_PROBLEM DESCRIPTION_. Please reproduce the entries below exactly, omitting any images they contain.
TASK DATA START
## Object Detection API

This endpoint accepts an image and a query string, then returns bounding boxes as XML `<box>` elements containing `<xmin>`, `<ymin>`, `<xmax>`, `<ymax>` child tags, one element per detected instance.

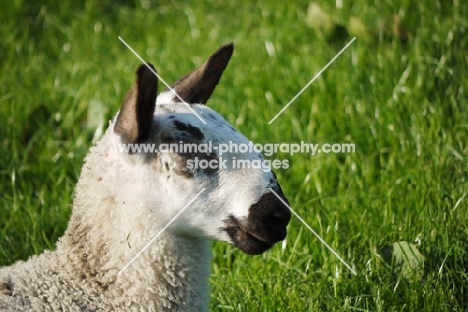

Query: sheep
<box><xmin>0</xmin><ymin>43</ymin><xmax>291</xmax><ymax>311</ymax></box>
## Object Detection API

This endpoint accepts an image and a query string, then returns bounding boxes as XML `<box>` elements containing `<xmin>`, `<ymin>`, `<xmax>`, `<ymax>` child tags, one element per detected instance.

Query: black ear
<box><xmin>114</xmin><ymin>64</ymin><xmax>158</xmax><ymax>144</ymax></box>
<box><xmin>169</xmin><ymin>43</ymin><xmax>234</xmax><ymax>105</ymax></box>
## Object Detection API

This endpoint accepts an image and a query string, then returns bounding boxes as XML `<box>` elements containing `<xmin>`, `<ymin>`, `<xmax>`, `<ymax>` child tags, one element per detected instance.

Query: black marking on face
<box><xmin>173</xmin><ymin>120</ymin><xmax>204</xmax><ymax>141</ymax></box>
<box><xmin>207</xmin><ymin>112</ymin><xmax>217</xmax><ymax>120</ymax></box>
<box><xmin>172</xmin><ymin>151</ymin><xmax>220</xmax><ymax>178</ymax></box>
<box><xmin>223</xmin><ymin>190</ymin><xmax>291</xmax><ymax>255</ymax></box>
<box><xmin>224</xmin><ymin>215</ymin><xmax>273</xmax><ymax>255</ymax></box>
<box><xmin>154</xmin><ymin>120</ymin><xmax>219</xmax><ymax>178</ymax></box>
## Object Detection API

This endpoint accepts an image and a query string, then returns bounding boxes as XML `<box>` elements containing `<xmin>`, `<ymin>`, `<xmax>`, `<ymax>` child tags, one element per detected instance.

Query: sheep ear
<box><xmin>114</xmin><ymin>63</ymin><xmax>158</xmax><ymax>144</ymax></box>
<box><xmin>169</xmin><ymin>43</ymin><xmax>233</xmax><ymax>105</ymax></box>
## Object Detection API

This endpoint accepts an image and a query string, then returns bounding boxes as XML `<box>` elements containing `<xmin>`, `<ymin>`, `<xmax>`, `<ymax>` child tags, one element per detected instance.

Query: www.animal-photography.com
<box><xmin>1</xmin><ymin>1</ymin><xmax>467</xmax><ymax>311</ymax></box>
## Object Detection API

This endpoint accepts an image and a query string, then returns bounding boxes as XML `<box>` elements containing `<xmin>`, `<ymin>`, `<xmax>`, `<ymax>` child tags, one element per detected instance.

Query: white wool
<box><xmin>0</xmin><ymin>123</ymin><xmax>211</xmax><ymax>311</ymax></box>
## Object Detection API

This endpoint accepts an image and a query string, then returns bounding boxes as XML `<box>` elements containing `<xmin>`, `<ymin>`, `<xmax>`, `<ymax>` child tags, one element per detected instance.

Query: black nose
<box><xmin>246</xmin><ymin>189</ymin><xmax>291</xmax><ymax>243</ymax></box>
<box><xmin>271</xmin><ymin>209</ymin><xmax>290</xmax><ymax>228</ymax></box>
<box><xmin>266</xmin><ymin>188</ymin><xmax>291</xmax><ymax>229</ymax></box>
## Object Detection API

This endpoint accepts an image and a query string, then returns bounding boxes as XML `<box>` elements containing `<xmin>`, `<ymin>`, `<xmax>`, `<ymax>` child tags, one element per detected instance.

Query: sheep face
<box><xmin>113</xmin><ymin>44</ymin><xmax>291</xmax><ymax>255</ymax></box>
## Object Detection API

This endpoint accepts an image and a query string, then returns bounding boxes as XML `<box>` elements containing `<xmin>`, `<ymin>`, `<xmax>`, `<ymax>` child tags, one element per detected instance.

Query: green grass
<box><xmin>1</xmin><ymin>0</ymin><xmax>467</xmax><ymax>310</ymax></box>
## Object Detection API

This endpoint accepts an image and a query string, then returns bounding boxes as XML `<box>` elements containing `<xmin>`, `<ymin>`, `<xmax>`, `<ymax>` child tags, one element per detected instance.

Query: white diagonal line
<box><xmin>117</xmin><ymin>188</ymin><xmax>206</xmax><ymax>277</ymax></box>
<box><xmin>268</xmin><ymin>37</ymin><xmax>356</xmax><ymax>124</ymax></box>
<box><xmin>118</xmin><ymin>36</ymin><xmax>207</xmax><ymax>125</ymax></box>
<box><xmin>269</xmin><ymin>188</ymin><xmax>357</xmax><ymax>275</ymax></box>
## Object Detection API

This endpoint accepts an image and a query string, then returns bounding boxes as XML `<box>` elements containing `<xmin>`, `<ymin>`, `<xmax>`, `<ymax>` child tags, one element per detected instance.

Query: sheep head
<box><xmin>112</xmin><ymin>43</ymin><xmax>291</xmax><ymax>255</ymax></box>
TASK DATA END
_REPLY_.
## Object Detection API

This endpoint accepts an image and a query string, then returns bounding boxes as XML `<box>` elements containing `<xmin>`, `<ymin>`, `<xmax>`, `<ymax>` child tags, one element per detected instance.


Query: sheep
<box><xmin>0</xmin><ymin>43</ymin><xmax>291</xmax><ymax>311</ymax></box>
## Object Detection API

This endpoint accepts an image and a query string, then returns bounding boxes as XML `<box>` elements containing `<xmin>`, `<ymin>`, `<xmax>`, `<ymax>` child tags, one element per detected instance.

Query: black ear
<box><xmin>114</xmin><ymin>64</ymin><xmax>158</xmax><ymax>144</ymax></box>
<box><xmin>169</xmin><ymin>43</ymin><xmax>234</xmax><ymax>105</ymax></box>
## Object Detection API

This endpoint accepts an image and a query string, then returns bounding boxes as XML `<box>` elements containing `<xmin>`, `<ymin>`, `<xmax>`, `<ymax>` child tags, one element per detected instance.

Query: black marking on face
<box><xmin>173</xmin><ymin>120</ymin><xmax>204</xmax><ymax>141</ymax></box>
<box><xmin>207</xmin><ymin>112</ymin><xmax>217</xmax><ymax>120</ymax></box>
<box><xmin>172</xmin><ymin>151</ymin><xmax>220</xmax><ymax>178</ymax></box>
<box><xmin>223</xmin><ymin>190</ymin><xmax>291</xmax><ymax>255</ymax></box>
<box><xmin>224</xmin><ymin>215</ymin><xmax>273</xmax><ymax>255</ymax></box>
<box><xmin>154</xmin><ymin>120</ymin><xmax>219</xmax><ymax>178</ymax></box>
## Object Detection API

This endpoint accepts an image and a query string, then returns bounding boxes as XML `<box>` elements containing `<xmin>`, `<ymin>`, `<xmax>`, `<ymax>` child tags, one element per detected instance.

Query: sheep ear
<box><xmin>114</xmin><ymin>63</ymin><xmax>158</xmax><ymax>144</ymax></box>
<box><xmin>169</xmin><ymin>43</ymin><xmax>233</xmax><ymax>105</ymax></box>
## Object Detection API

This endpoint accepts an image and a query string, then returns bounding boxes as XML `<box>` elements containing `<xmin>`, `<ymin>`, `<xmax>`, `<ymax>` child tags, one element per detected instance.

Query: www.animal-photography.com
<box><xmin>1</xmin><ymin>1</ymin><xmax>467</xmax><ymax>311</ymax></box>
## Object Detection API

This endpoint accepts an image and a query string, then returns bounding boxes as XML `<box>` elements containing `<xmin>`, `<ymin>`, `<xmax>`, `<ymax>` child tags, one element per detected instance.

Query: white wool
<box><xmin>0</xmin><ymin>123</ymin><xmax>211</xmax><ymax>311</ymax></box>
## Object Detection API

This endpoint accepts an image and a query string, then returns bounding boxes as XML `<box>` elements containing `<xmin>`, `<ymin>`, `<xmax>`, `<ymax>` child tags, one element per detected instance.

Query: black nose
<box><xmin>246</xmin><ymin>189</ymin><xmax>291</xmax><ymax>243</ymax></box>
<box><xmin>271</xmin><ymin>209</ymin><xmax>290</xmax><ymax>228</ymax></box>
<box><xmin>266</xmin><ymin>188</ymin><xmax>291</xmax><ymax>229</ymax></box>
## Object Detection API

This endpoint accepts an image and a query string, then returns bounding boxes as XML `<box>` elements containing `<xmin>`, `<ymin>`, `<xmax>`, `<ymax>` child tags, one element per detected instance.

Query: sheep face
<box><xmin>113</xmin><ymin>44</ymin><xmax>291</xmax><ymax>255</ymax></box>
## Object Detection API

This endpoint accepts an image and a query string, then returns bounding boxes as XML `<box>` elements containing `<xmin>`, `<ymin>`, `<xmax>`, `<ymax>` child tags, one element per detected instance.

Query: green grass
<box><xmin>1</xmin><ymin>0</ymin><xmax>467</xmax><ymax>310</ymax></box>
## Object Detection API

This endpoint accepts an image and a query string, then returns bounding boxes as XML `<box>` elements containing `<xmin>`, `<ymin>`, `<xmax>`, `<ymax>` child tags, one element per detected instance.

Query: white diagonal line
<box><xmin>117</xmin><ymin>188</ymin><xmax>206</xmax><ymax>277</ymax></box>
<box><xmin>268</xmin><ymin>37</ymin><xmax>356</xmax><ymax>124</ymax></box>
<box><xmin>118</xmin><ymin>36</ymin><xmax>207</xmax><ymax>125</ymax></box>
<box><xmin>269</xmin><ymin>188</ymin><xmax>357</xmax><ymax>275</ymax></box>
## Object Detection API

This endpoint accepts an image and a query string, then returns bounding boxes as XML `<box>` elements containing `<xmin>`, `<ymin>`, `<xmax>`, `<ymax>` child tags, one element per detected instance.

Query: sheep head
<box><xmin>112</xmin><ymin>43</ymin><xmax>291</xmax><ymax>255</ymax></box>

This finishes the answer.